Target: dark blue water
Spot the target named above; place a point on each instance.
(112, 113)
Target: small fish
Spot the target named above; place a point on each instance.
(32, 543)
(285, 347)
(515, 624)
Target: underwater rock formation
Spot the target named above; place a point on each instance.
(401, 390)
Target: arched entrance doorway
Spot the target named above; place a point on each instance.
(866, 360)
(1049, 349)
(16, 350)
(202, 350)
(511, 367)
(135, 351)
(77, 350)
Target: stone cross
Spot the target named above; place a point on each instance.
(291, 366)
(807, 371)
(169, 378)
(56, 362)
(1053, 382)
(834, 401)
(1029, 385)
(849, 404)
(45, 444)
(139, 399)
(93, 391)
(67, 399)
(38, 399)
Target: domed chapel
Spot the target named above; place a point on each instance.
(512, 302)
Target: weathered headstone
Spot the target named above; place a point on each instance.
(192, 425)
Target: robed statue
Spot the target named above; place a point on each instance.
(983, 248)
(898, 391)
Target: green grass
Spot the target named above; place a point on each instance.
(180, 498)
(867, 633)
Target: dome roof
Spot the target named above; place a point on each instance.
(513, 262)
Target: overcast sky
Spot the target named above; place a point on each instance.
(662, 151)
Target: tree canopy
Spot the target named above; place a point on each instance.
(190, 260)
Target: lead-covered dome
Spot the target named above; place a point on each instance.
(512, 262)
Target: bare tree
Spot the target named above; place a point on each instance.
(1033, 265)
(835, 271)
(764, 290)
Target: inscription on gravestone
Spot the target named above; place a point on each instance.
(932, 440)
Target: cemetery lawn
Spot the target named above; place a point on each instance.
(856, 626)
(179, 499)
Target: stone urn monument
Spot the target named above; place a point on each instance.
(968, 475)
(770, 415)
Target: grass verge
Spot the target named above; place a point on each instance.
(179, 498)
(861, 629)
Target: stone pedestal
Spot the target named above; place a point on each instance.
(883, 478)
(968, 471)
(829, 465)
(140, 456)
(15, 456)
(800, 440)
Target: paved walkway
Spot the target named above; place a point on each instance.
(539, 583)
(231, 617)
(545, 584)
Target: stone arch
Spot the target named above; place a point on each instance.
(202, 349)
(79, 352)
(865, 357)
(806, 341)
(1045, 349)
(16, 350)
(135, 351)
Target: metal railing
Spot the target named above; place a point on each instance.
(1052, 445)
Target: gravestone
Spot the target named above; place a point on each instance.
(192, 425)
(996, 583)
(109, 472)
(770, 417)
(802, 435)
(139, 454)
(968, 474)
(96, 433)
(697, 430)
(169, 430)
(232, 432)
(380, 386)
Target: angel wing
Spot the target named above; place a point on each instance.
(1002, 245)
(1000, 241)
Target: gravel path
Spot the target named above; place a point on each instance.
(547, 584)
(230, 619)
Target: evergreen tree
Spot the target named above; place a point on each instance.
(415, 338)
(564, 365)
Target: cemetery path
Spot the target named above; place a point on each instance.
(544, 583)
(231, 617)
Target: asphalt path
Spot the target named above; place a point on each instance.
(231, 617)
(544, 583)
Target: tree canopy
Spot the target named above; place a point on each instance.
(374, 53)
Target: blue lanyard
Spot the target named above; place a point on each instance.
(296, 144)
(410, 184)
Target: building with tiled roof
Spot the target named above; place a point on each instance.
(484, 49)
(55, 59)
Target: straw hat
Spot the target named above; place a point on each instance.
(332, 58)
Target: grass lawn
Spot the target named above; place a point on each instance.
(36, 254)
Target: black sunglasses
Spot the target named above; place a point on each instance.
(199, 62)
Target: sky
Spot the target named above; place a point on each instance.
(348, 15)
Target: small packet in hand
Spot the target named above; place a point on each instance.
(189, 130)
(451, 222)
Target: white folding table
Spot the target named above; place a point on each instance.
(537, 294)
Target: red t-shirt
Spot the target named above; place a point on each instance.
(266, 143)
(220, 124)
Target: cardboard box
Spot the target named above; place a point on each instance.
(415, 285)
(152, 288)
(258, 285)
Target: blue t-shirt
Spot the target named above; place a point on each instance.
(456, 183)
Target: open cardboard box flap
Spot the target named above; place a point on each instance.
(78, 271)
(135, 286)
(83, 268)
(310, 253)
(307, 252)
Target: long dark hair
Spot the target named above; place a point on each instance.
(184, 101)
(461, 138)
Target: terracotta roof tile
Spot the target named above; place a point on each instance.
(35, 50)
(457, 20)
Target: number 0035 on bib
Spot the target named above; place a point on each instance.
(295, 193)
_ _ _ _
_Task statement_
Start with the line above that contains "Target: dome roof" and end with the line that contains "Target: inscription on gravestone". Write out those lines exactly, and only those.

_Solved problem_
Target: dome roof
Spot the target named above; place a point on each instance.
(513, 262)
Target: overcast sky
Spot the target named above; place a point on each instance.
(662, 151)
Target: tree canopy
Spot the target named above; place a point on each instance.
(190, 260)
Target: lead-covered dome
Spot the target named above; place a point on each instance.
(512, 262)
Target: bare tree
Spot the target named above; place a point on each instance.
(1033, 265)
(835, 271)
(764, 290)
Target: inscription on gravestone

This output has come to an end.